*** DATASET EXCERPTS Section Begins ***
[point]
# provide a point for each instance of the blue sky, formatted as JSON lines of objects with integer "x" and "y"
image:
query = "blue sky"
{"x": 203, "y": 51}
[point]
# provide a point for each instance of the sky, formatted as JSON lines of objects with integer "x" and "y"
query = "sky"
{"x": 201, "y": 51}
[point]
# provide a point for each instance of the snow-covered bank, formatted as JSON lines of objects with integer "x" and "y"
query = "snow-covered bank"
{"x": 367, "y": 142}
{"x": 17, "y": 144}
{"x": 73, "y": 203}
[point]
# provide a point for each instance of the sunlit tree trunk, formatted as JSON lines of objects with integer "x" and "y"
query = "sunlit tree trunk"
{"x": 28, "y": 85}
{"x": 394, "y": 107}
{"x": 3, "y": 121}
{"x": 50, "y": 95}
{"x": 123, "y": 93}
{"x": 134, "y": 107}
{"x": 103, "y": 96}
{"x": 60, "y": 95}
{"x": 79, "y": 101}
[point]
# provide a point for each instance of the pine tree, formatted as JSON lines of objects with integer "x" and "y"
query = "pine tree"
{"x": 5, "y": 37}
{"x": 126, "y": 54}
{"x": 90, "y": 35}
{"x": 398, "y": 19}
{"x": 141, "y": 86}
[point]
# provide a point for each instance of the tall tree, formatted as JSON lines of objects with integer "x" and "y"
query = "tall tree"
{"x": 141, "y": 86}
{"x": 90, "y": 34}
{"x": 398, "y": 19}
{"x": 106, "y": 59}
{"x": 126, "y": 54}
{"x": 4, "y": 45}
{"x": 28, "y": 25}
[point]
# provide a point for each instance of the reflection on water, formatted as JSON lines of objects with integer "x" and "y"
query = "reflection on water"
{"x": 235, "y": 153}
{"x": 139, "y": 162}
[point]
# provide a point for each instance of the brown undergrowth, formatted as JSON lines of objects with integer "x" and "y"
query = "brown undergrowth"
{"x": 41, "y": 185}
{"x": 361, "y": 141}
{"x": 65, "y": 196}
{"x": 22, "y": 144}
*** DATASET EXCERPTS Section Ends ***
**WORK REQUEST**
Take the lines from the top of the data through the one that contains "# provide a point for each instance of the pine" and copy them exactly, leaving out every line after it.

**COMPLETED EXERCISE**
[point]
# provide a point for each instance of the blue sky, formatted as JSON lines of objects with integer "x" and "y"
image:
query = "blue sky"
{"x": 203, "y": 51}
[point]
# provide a point for each instance of the sky, formatted as JSON lines of objects with integer "x" and "y"
query = "sky"
{"x": 201, "y": 51}
[point]
# provide a point for each instance of the snow-covered bank, formatted as JSON lines of objects with integer "x" and "y"
query = "snow-covered bank"
{"x": 367, "y": 142}
{"x": 17, "y": 144}
{"x": 73, "y": 203}
[point]
# provide a point for each instance of the sunlit tree trunk, formatted as JSON lines of objects with integer "x" and "y"
query = "sunlit tree trunk"
{"x": 28, "y": 85}
{"x": 394, "y": 107}
{"x": 3, "y": 121}
{"x": 50, "y": 95}
{"x": 123, "y": 93}
{"x": 134, "y": 107}
{"x": 103, "y": 96}
{"x": 60, "y": 95}
{"x": 79, "y": 101}
[point]
# provide a point for each instance of the pine tree, formatted as JSON lines of objects with integer "x" and "y"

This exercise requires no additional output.